◆ Tasks for this exercise ◆
a - In the linear algebra passage, take the part that opens with the words containing "This first chapter" and closes with "matrices through examples.", and write it out again, swapping "chapter" for "section".
b - Extend the linear algebra passage, picking up after its final sentence.
::: Excerpted passage
2.1 Scalars, Vectors, Matrices and Tensors

2.1 Scalars, Vectors, Matrices and Tensors#

Introduction#

This first chapter is quite light and concerns the basic elements used in linear algebra and their definitions. It also introduces important functions in Python/Numpy that we will use all along this series. It will explain how to create and use vectors and matrices through examples.

Let’s start with some basic definitions:

An example of a scalar, a vector, a matrix and a tensor Difference between a scalar, a vector, a matrix and a tensor

A scalar is a single number or a matrix with a single entry.
A vector is a 1-d array of numbers. Another way to think of vectors is identifying points in space with each element giving the coordinate along a different axis.
::::::
::: Material shown
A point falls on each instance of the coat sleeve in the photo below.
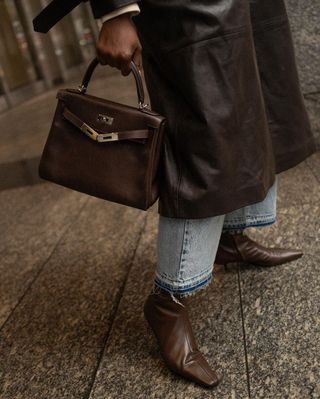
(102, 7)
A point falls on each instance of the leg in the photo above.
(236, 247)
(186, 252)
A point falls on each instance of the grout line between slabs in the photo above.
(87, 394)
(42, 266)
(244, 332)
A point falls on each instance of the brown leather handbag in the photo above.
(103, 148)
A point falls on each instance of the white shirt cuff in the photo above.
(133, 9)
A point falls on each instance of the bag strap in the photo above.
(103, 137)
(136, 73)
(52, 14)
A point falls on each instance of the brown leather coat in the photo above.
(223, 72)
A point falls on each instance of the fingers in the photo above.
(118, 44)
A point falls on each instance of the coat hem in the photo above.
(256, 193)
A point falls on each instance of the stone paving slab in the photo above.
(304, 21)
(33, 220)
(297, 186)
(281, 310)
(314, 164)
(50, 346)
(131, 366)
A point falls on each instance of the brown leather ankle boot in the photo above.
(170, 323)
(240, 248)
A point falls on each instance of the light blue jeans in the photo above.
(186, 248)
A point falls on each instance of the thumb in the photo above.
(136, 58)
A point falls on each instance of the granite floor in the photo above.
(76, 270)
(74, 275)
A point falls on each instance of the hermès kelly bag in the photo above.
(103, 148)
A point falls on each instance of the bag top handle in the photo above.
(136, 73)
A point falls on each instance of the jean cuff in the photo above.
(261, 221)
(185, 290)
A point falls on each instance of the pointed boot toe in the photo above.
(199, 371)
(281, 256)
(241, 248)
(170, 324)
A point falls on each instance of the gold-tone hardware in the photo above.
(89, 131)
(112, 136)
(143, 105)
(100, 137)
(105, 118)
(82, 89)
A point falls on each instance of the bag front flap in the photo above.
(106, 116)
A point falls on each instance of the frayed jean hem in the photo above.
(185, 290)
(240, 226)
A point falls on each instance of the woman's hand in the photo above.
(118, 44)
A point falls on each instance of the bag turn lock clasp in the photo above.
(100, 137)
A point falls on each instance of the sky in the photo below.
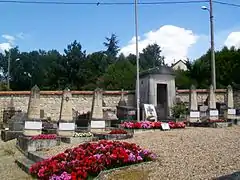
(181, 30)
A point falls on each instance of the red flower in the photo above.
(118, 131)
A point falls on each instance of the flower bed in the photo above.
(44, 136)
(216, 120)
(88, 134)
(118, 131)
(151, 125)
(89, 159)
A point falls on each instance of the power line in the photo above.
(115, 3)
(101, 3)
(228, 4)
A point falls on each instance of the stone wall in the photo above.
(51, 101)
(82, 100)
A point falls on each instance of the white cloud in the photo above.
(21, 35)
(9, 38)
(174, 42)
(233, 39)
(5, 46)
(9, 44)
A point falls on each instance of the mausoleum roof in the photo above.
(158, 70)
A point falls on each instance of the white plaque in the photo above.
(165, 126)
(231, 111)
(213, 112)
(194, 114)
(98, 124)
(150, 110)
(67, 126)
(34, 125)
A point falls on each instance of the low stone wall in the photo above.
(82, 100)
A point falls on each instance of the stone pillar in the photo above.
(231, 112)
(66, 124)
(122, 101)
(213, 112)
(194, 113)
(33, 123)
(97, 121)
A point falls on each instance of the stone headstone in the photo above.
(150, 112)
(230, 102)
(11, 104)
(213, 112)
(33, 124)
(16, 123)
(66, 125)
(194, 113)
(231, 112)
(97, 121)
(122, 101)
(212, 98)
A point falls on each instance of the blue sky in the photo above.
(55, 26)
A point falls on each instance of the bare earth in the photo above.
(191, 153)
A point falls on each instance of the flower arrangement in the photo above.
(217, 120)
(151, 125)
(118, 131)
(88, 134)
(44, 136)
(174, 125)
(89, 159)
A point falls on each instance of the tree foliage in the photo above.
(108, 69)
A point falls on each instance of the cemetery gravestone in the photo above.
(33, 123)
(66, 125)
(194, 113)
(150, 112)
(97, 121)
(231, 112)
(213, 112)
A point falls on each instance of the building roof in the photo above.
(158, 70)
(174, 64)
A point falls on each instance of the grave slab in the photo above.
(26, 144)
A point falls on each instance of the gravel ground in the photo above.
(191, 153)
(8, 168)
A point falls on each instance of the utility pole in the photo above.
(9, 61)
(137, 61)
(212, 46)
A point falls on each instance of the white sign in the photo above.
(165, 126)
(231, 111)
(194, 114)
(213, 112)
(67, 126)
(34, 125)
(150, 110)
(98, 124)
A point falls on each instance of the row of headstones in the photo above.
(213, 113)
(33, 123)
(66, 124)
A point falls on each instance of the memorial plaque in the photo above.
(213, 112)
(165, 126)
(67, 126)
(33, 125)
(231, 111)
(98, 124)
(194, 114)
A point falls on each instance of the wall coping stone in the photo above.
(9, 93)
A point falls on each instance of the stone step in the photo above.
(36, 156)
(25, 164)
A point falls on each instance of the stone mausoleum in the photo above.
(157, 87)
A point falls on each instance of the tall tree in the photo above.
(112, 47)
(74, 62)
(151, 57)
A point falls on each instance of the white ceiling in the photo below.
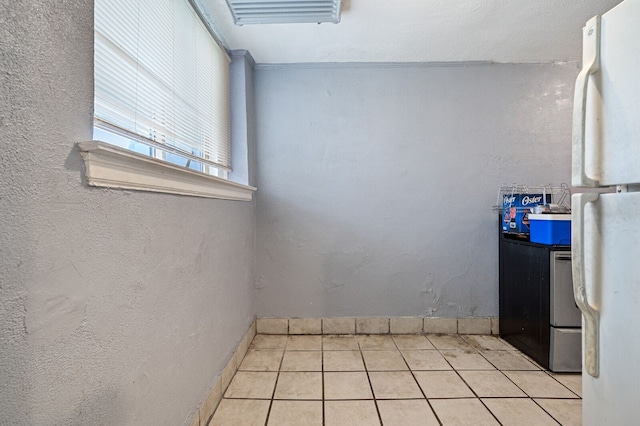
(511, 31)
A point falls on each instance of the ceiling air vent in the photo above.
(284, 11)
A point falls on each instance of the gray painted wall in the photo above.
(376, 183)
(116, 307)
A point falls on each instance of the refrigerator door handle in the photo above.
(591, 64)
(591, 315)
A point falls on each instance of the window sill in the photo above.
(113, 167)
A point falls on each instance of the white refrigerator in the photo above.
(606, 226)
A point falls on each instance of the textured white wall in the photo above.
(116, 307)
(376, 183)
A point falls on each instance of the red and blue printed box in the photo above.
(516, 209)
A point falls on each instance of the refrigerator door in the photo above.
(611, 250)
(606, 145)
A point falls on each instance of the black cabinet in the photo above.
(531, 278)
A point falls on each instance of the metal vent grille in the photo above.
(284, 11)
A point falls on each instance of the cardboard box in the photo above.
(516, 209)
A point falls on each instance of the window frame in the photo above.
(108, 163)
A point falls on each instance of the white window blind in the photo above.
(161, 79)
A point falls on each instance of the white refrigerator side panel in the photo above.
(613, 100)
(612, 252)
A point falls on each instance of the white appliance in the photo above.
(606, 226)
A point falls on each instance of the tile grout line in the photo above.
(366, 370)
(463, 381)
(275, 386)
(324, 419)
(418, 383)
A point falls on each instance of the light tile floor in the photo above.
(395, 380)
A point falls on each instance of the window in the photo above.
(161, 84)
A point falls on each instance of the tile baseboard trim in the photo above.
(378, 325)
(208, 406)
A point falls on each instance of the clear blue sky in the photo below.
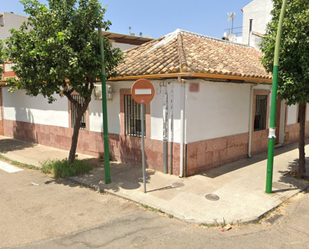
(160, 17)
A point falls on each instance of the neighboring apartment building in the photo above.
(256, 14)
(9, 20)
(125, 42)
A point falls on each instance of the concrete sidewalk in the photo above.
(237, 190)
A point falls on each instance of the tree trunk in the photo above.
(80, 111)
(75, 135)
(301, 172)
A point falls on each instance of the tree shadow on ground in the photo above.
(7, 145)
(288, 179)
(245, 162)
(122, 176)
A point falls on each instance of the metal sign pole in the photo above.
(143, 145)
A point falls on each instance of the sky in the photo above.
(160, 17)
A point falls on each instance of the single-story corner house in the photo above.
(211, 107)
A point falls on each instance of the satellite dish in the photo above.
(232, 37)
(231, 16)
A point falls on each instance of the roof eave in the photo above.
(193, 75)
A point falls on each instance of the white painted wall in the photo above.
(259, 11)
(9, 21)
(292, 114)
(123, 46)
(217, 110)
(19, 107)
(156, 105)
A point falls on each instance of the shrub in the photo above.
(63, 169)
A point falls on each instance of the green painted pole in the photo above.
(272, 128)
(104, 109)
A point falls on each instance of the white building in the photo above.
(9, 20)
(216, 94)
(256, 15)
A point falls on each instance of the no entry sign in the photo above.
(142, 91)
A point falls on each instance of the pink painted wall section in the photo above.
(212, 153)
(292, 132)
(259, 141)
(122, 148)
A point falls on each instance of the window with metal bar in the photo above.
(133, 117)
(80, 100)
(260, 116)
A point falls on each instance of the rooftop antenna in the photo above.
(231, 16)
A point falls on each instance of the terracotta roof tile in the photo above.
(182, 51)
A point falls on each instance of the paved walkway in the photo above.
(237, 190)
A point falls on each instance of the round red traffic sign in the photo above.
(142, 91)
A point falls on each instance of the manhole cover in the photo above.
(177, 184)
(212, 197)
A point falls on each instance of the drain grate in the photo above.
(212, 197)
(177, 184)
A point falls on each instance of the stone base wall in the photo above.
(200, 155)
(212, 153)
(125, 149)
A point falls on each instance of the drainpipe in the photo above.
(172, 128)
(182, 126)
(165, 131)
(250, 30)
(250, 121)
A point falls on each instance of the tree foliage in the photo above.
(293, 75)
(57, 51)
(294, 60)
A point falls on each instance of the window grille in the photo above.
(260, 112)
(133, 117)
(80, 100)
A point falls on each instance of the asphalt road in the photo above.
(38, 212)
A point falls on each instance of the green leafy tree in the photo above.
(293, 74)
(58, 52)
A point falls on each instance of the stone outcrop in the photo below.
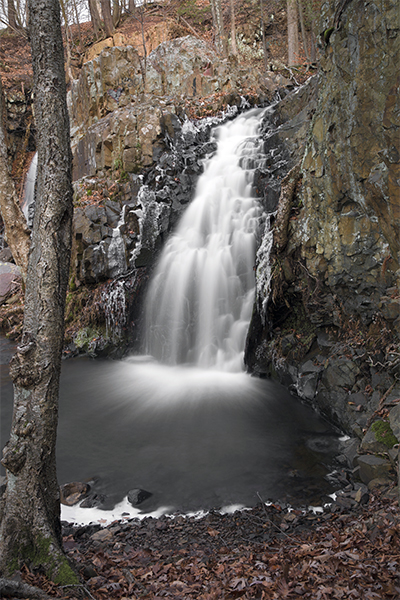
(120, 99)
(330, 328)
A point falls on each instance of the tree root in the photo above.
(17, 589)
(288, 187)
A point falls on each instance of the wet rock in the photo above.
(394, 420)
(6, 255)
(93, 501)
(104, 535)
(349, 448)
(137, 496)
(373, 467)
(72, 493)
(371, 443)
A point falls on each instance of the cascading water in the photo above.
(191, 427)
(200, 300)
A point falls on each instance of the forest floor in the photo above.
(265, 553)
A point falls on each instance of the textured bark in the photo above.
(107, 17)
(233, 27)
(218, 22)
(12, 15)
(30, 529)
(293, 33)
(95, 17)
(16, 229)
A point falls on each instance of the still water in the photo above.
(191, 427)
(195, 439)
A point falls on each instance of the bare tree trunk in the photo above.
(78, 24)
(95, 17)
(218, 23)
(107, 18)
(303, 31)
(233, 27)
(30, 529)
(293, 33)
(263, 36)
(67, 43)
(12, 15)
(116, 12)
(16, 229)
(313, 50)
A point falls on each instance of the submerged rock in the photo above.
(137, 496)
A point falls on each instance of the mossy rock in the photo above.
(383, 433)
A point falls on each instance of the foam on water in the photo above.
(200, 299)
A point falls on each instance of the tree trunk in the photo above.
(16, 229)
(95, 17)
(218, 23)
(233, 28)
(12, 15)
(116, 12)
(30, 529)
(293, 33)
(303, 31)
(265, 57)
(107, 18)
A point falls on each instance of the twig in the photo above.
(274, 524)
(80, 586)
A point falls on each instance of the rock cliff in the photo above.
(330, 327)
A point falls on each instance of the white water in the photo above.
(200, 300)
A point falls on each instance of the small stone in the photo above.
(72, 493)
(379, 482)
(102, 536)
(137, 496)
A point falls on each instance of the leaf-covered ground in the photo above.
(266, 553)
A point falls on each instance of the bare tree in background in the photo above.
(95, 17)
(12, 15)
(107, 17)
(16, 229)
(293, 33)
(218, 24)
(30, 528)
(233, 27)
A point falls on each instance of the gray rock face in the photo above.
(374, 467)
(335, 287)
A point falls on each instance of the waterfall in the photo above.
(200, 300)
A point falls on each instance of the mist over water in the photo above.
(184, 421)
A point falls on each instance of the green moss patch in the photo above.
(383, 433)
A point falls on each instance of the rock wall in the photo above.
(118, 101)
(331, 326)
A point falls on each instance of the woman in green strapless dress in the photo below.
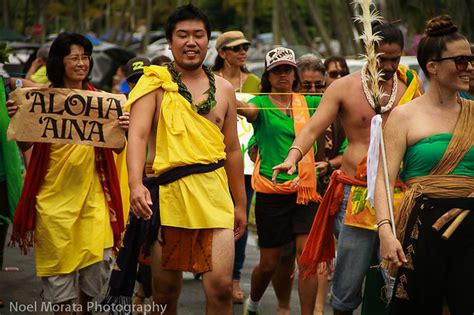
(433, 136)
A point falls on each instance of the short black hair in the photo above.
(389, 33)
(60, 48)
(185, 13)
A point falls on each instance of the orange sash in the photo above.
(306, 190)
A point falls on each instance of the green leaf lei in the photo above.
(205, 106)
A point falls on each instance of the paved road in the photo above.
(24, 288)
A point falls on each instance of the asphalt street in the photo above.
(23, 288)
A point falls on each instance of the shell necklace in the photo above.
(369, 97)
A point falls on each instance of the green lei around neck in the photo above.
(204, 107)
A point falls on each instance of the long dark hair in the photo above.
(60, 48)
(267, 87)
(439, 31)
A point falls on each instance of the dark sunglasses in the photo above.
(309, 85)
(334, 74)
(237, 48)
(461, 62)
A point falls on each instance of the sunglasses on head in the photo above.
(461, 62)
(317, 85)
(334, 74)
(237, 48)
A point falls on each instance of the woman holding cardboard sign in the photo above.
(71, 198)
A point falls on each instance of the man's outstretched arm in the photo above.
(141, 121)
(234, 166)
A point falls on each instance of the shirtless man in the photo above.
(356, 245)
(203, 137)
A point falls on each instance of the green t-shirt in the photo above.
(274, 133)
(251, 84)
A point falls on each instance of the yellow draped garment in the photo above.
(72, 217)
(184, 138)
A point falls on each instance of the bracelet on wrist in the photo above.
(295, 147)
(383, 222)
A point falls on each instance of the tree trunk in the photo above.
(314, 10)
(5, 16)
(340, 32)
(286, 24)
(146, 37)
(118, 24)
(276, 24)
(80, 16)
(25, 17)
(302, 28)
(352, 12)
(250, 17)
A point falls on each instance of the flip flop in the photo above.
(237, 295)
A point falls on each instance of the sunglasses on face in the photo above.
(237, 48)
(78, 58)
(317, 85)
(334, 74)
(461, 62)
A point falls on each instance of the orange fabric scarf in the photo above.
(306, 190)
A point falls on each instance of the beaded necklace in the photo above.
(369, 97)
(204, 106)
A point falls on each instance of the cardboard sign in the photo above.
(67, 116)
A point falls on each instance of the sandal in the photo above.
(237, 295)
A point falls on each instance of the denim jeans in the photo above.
::::::
◆ Answers for the tasks ◆
a -
This first section is quite light and concerns the basic elements used in linear algebra and their definitions. It also introduces important functions in Python/Numpy that we will use all along this series. It will explain how to create and use vectors and matrices through examples.

b -
\[\begin{split} \bs{x} =\begin{bmatrix} x_1 \\\\ x_2 \\\\ \cdots \\\\ x_n \end{bmatrix} \end{split}\]

A matrix is a 2-D array where each element is identified by two indices (ROW then COLUMN).

\[\begin{split} \bs{A}= \begin{bmatrix} A_{1,1} & A_{1,2} & \cdots & A_{1,n} \\\\ A_{2,1} & A_{2,2} & \cdots & A_{2,n} \\\\ \cdots & \cdots & \cdots & \cdots \\\\ A_{m,1} & A_{m,2} & \cdots & A_{m,n} \end{bmatrix} \end{split}\]

A tensor is a \(n\)-dimensional array with \(n>2\)

We will follow the conventions used in the Deep Learning Book:

scalars are written in lowercase and italics. For instance: \(n\)
vectors are written in lowercase, italics and bold type. For instance: \(\bs{x}\)
matrices are written in uppercase, italics and bold. For instance: \(\bs{X}\)

Example 1.#

Create a vector with Python and Numpy#

Coding tip: Unlike the matrix() function which necessarily creates \(2\)-dimensional matrices, you can create \(n\)-dimensionnal arrays with the array() function. The main advantage to use matrix() is the useful methods (conjugate transpose, inverse, matrix operations…). We will use the array() function in this series.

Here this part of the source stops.